> _STATED PROBLEM_: Pictures do not belong in the copy, so please give every entry below again exactly.

> _GIVEN ENTRIES_:

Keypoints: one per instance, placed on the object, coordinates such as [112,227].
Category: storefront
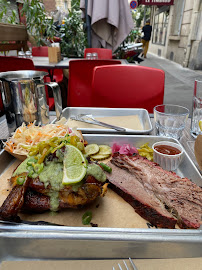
[177,31]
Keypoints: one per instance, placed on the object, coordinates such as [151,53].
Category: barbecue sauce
[167,150]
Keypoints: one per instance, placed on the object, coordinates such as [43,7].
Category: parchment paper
[130,121]
[111,211]
[146,264]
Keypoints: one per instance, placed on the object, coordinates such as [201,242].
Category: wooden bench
[13,37]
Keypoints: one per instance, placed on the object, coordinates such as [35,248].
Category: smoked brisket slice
[159,196]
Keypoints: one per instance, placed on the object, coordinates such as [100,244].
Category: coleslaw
[26,136]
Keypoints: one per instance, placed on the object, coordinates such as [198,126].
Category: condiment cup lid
[176,145]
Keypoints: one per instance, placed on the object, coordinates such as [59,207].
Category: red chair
[12,63]
[127,86]
[43,51]
[80,81]
[102,53]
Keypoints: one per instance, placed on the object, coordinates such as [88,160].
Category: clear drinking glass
[196,116]
[170,120]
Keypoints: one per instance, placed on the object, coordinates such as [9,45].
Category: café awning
[156,2]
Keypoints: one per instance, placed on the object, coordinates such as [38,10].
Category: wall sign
[156,2]
[133,4]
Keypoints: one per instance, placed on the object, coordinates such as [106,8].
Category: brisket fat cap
[161,197]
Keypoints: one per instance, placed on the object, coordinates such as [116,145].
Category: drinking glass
[170,120]
[196,116]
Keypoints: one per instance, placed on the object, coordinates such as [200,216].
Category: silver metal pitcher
[24,98]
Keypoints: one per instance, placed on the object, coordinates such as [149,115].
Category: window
[177,17]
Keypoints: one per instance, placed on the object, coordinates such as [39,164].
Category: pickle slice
[99,156]
[105,150]
[92,149]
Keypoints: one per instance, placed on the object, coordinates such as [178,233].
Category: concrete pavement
[179,81]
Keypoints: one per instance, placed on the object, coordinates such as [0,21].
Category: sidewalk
[179,81]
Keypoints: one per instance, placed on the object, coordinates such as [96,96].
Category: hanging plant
[38,25]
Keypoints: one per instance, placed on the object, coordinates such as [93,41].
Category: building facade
[177,32]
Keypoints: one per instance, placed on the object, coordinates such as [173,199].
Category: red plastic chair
[102,53]
[43,51]
[12,63]
[80,81]
[127,86]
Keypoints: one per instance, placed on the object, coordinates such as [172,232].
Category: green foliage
[74,40]
[4,7]
[37,23]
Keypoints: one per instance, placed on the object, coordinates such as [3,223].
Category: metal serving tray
[37,242]
[104,112]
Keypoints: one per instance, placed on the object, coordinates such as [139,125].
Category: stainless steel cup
[24,98]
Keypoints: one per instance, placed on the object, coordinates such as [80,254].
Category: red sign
[133,4]
[156,2]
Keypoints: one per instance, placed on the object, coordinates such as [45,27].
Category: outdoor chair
[80,81]
[43,52]
[127,86]
[102,53]
[12,63]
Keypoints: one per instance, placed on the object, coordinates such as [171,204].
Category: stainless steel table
[186,140]
[43,62]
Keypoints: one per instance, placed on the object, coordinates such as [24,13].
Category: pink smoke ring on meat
[166,161]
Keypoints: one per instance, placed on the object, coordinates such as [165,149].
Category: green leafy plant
[74,39]
[37,23]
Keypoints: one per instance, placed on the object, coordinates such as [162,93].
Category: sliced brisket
[161,197]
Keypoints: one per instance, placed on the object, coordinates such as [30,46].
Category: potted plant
[74,39]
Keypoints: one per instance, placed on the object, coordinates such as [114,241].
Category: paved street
[179,81]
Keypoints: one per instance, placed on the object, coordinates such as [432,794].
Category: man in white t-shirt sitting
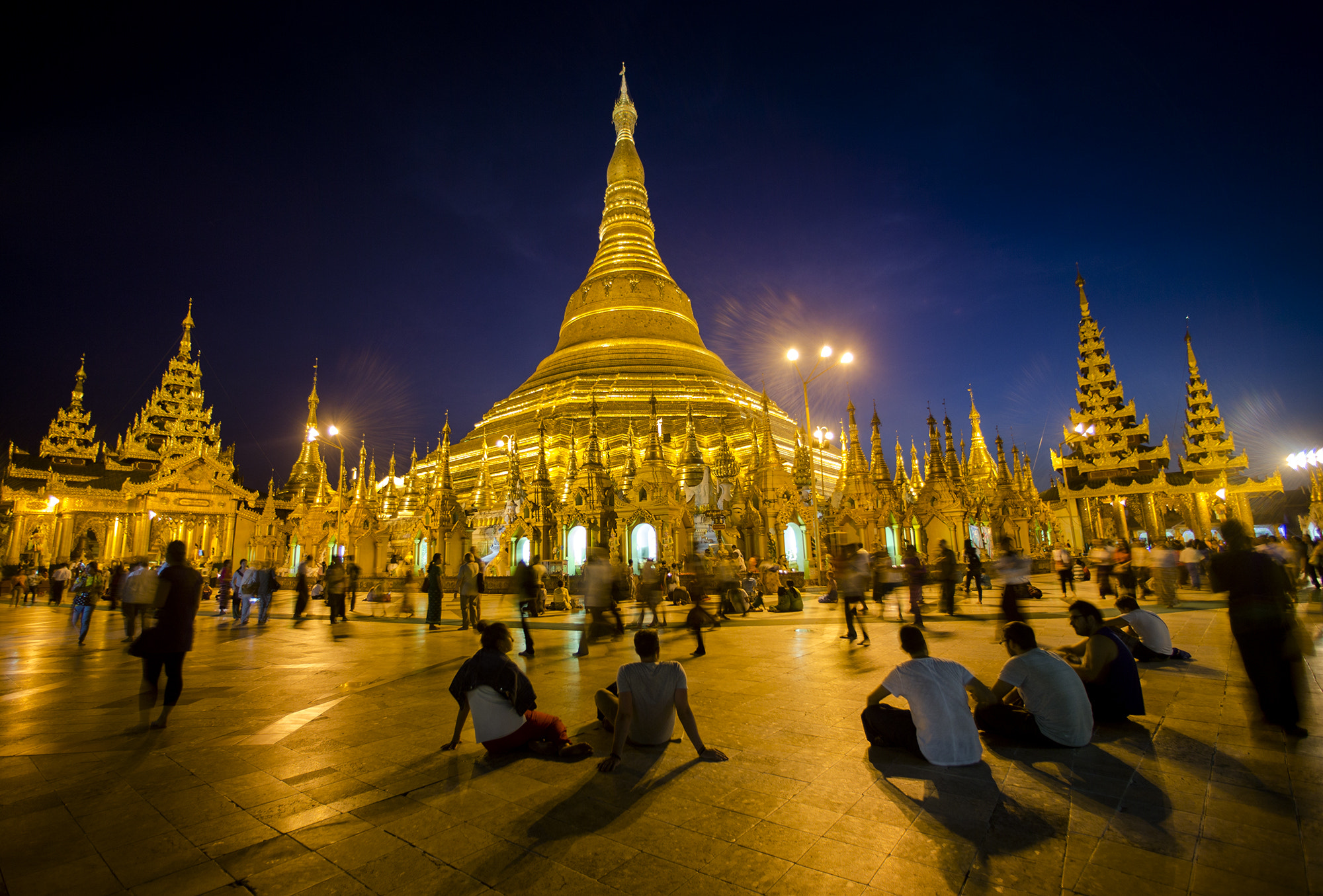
[939,725]
[1039,698]
[652,696]
[1149,636]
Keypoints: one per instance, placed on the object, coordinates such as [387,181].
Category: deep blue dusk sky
[413,194]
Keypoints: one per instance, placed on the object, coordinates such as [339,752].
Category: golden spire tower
[72,438]
[1107,436]
[310,469]
[628,332]
[1210,447]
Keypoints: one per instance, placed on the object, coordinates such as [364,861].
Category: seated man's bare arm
[981,693]
[691,727]
[1097,657]
[879,694]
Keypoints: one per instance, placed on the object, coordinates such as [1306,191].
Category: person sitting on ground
[503,702]
[751,587]
[1149,637]
[789,600]
[649,697]
[1041,700]
[1105,665]
[939,725]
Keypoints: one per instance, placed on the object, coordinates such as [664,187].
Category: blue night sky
[412,194]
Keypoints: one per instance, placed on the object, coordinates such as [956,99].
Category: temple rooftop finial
[186,345]
[625,115]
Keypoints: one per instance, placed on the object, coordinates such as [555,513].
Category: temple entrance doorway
[644,545]
[576,550]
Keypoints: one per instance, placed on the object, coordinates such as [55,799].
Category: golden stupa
[629,336]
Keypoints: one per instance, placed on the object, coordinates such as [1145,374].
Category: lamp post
[814,373]
[339,517]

> _RESPONSE TO THE EXERCISE_:
Keypoints: one per instance, placed on the object, coordinates such as [112,227].
Category: storefront
[177,31]
Keypoints: one per instance, placed on the object, coordinates such as [151,53].
Category: barbecue sauce
[167,150]
Keypoints: one per instance, placed on the object, coordinates such as [43,7].
Category: parchment paper
[130,121]
[111,211]
[146,264]
Keypoints: one per instance, placed on the object, coordinates such as [201,242].
Category: wooden bench
[13,37]
Keypoints: one per instance, placed on the object, coordinates such as [35,248].
Category: smoked brisket slice
[159,196]
Keypoints: one per instance, placed on the object, coordinates such as [100,244].
Category: coleslaw
[26,136]
Keypoints: one per instance, placed on the object, coordinates such as [198,126].
Category: condiment cup lid
[176,145]
Keypoints: one per instance, placed on the object, coordinates such as [59,207].
Category: red chair
[12,63]
[127,86]
[43,51]
[80,81]
[102,53]
Keypoints: one per instance, placed on the object, coordinates such as [88,160].
Category: clear drinking glass
[196,116]
[170,120]
Keypoints: one per instance, placed on the object, coordinates such as [9,45].
Category: café awning
[156,2]
Keypoints: one per instance, placed on the object, coordinates such as [38,10].
Category: wall sign
[156,2]
[133,4]
Keypoints: one per instance, placed on the object, coordinates such as [106,8].
Category: brisket fat cap
[161,197]
Keypoints: one per instance, placed on the object, coordinates such as [116,145].
Category: drinking glass
[170,120]
[196,116]
Keypoints: one per instance, placed on the object, coordinates such as [200,216].
Category: silver metal pitcher
[24,98]
Keypoints: one per instance, placed on the object, coordinates such as [149,115].
Category: window
[177,17]
Keypoints: one per instance, placed on the object, coordinates such as [39,164].
Category: pickle slice
[99,156]
[105,150]
[92,149]
Keypoints: one per instance, placed on the object, coordinates such as [178,233].
Category: concrete pavement
[179,81]
Keypoints: one per instance, placed on the object, coordinates such as [0,21].
Category: sidewalk
[179,81]
Keypoints: one per instance, placed on the object, coordinates such as [96,96].
Category: hanging plant
[38,25]
Keypoints: one per instance, placed on the object, coordinates such as [93,41].
Category: building facade
[177,32]
Keypoints: one per instance, placed on the object, coordinates such as [173,199].
Category: red plastic chair
[102,53]
[43,51]
[12,63]
[80,81]
[127,86]
Keypoints: one per instance, placed on the object, coordinates such as [172,232].
Category: green foliage
[74,40]
[4,7]
[37,23]
Keypoints: one per instance, placed on the object, coordinates such as [3,223].
Category: metal serving tray
[37,242]
[104,112]
Keypoints: one per instance, placed on the object, coordinates such as [139,125].
Category: stainless steel cup
[24,98]
Keypoints: one per instance, placed on the object, coordinates such as [80,254].
Category: red sign
[133,4]
[156,2]
Keypoints: one per instance, placed on the object, coordinates such as [45,27].
Category: outdoor chair
[80,81]
[43,52]
[127,86]
[102,53]
[12,63]
Keypoints: one per instance, placed on the object, coordinates such as [171,204].
Category: stainless steel table
[186,140]
[43,62]
Keypoints: one per instance, placed on the object, coordinates such as [24,13].
Category: pink smoke ring on meat
[166,161]
Keypoints: one per instance, placed on the object, coordinates such as [165,149].
Category: green leafy plant
[74,39]
[37,23]
Keypoints: one per instance, placed on the object, coordinates such as [162,93].
Category: sliced brisket
[161,197]
Keypoints: one per instance, placed on the object, coordinates such as [30,46].
Category: potted plant
[74,39]
Keypoints: one per instance, placed on the object, coordinates such as [114,241].
Category: paved street
[179,81]
Keypoints: one per instance, placed on the object, coordinates such as [432,794].
Category: man in white t-shirt sitting
[939,725]
[1039,698]
[652,696]
[1149,636]
Keypoints: one per instance, placed on the object, coordinates such as [387,181].
Category: deep blue dusk sky
[413,194]
Keypoints: one per instance, placed on the object, coordinates such as [339,752].
Category: golden spire tower
[72,438]
[1107,436]
[310,469]
[628,332]
[1210,447]
Keypoints: one per instance, placed on the object, coordinates such as [364,861].
Category: seated man's bare arm
[981,693]
[691,727]
[1097,657]
[879,694]
Keypoints: one per instance, placed on the object, coordinates such as [1306,191].
Category: person sitting on ground
[503,702]
[751,587]
[1149,637]
[789,600]
[649,697]
[1041,700]
[1105,665]
[939,725]
Keypoints: one per instance, placed on the object, coordinates such as [664,187].
Category: blue night sky
[412,194]
Keypoints: one per instance, placed on the object, coordinates such as [956,99].
Category: temple rooftop finial
[186,345]
[625,115]
Keypoints: one per instance, placed on the object, coordinates such as [555,513].
Category: temple entrance doorway
[644,545]
[576,550]
Keypoints: one per instance, placed on the object, coordinates such as [55,799].
Category: golden stupa
[629,336]
Keypoints: one per instance, placed on the object, coordinates such as [1145,374].
Category: lamp post
[814,373]
[339,517]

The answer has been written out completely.